Thursday, 23 June 2011

Peru: students protest university funding laws

Huancavelica universities to have separate funding, protests leave three dead
Source:, 22 June 2011.

Prime Minister Rosario Fernández announced at noon Wednesday that the Autonomous University of Pampas, recently created through a bill passed in Congress, will have its own budget and not take away any financial resources from the National University of Huancavelica.

Speaking to reporters, Fernández hopes that this measure puts an end to the protests that have occurred in this area of ​​the country, but condemned "the attitude and reaction" of the people of Huancavelica, who yesterday sacked and burned regional government headquarters, reports El Comercio.

The students say the creation of a new university in Tayacaja – part of the central region of Huancavelica – will divert resources from the National University of Huancavelica in the regional capital. The government board decided after coordination with the authorities of Huancavelica to provide its own budget to the new university.

"Tayacaja will get its own funding and Huancavelica will too," she added.

The protests in the past few days have left three dead and injured more than 30, reported La Républica.

= = = =

> **EXERCISE INSTRUCTIONS**:
1. Transcribe the passage of the Huancavelica protest report that opens with the words containing "Prime Minister Rosario" and closes with "the new university.".
2. Pick up the report on the Huancavelica university protests after its final sentence and write a continuation.
The listing after this news report is unrelated material.

= = = =

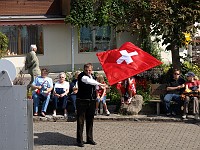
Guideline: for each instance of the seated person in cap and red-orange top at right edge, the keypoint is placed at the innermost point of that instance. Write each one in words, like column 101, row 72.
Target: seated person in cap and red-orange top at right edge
column 192, row 85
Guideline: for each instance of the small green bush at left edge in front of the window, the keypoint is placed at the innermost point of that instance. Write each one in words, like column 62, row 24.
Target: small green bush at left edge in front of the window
column 3, row 44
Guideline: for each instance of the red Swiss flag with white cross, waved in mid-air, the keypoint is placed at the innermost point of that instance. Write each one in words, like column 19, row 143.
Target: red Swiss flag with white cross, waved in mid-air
column 128, row 60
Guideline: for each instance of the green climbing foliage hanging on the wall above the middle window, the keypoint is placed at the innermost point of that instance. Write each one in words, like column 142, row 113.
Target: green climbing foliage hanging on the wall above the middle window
column 99, row 13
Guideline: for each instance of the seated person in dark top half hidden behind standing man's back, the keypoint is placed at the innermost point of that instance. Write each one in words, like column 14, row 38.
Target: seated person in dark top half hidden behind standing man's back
column 74, row 89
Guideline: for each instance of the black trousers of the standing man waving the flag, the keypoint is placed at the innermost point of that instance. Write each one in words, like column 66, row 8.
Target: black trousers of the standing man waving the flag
column 85, row 111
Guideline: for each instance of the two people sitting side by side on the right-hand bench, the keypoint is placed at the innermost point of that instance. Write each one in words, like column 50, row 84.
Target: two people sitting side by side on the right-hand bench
column 182, row 92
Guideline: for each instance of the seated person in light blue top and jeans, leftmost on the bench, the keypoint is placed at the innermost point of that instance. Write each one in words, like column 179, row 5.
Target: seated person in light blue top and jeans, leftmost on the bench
column 42, row 86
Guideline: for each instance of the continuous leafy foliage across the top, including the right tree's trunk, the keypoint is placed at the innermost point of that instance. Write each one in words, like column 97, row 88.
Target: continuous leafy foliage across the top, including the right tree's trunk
column 169, row 19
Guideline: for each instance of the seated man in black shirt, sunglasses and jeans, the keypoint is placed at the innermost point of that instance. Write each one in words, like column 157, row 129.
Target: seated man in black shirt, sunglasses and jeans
column 175, row 87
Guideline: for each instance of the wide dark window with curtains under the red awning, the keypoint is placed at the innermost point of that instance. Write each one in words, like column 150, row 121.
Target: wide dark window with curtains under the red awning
column 21, row 37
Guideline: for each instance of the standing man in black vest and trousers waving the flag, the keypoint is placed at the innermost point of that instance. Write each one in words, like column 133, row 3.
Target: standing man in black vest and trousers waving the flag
column 86, row 97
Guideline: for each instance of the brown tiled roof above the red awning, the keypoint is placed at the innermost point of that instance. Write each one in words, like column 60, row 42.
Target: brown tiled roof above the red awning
column 31, row 7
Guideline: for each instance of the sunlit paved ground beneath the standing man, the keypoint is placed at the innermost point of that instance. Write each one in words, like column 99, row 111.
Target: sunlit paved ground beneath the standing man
column 120, row 135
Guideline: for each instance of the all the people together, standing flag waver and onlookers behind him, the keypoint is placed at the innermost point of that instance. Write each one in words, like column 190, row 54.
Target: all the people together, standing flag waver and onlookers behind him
column 86, row 91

= = = =

> **PER-TASK ANSWERS**:
1.
Prime Minister Rosario Fernández announced at noon Wednesday that the Autonomous University of Pampas, recently created through a bill passed in Congress, will have its own budget and not take away any financial resources from the National University of Huancavelica.

Speaking to reporters, Fernández hopes that this measure puts an end to the protests that have occurred in this area of ​​the country, but condemned "the attitude and reaction" of the people of Huancavelica, who yesterday sacked and burned regional government headquarters, reports El Comercio.

The students say the creation of a new university in Tayacaja – part of the central region of Huancavelica – will divert resources from the National University of Huancavelica in the regional capital. The government board decided after coordination with the authorities of Huancavelica to provide its own budget to the new university.

2.
Three People Killed in Perú University Protest
Source: Hispanically Speaking, 23 June 2011

A minor, a security officer, and another student died on Tuesday when a rally against a new University project turned violent.

A 14 year old girl, a 21 year old student and a 30 year old government security officer were killed in the central region of Huancavelica during a rally against the creation of the National Autonomous University of Tayacaja. The University of Tayacaja is to be created by law, but it wasn’t given enough government funds, and so by law, the National University of Huancavelica must share its financial income.

Police chief Edward Marín Grandez said more than 5,000 protesters attacked the Huancavelica Regional police department.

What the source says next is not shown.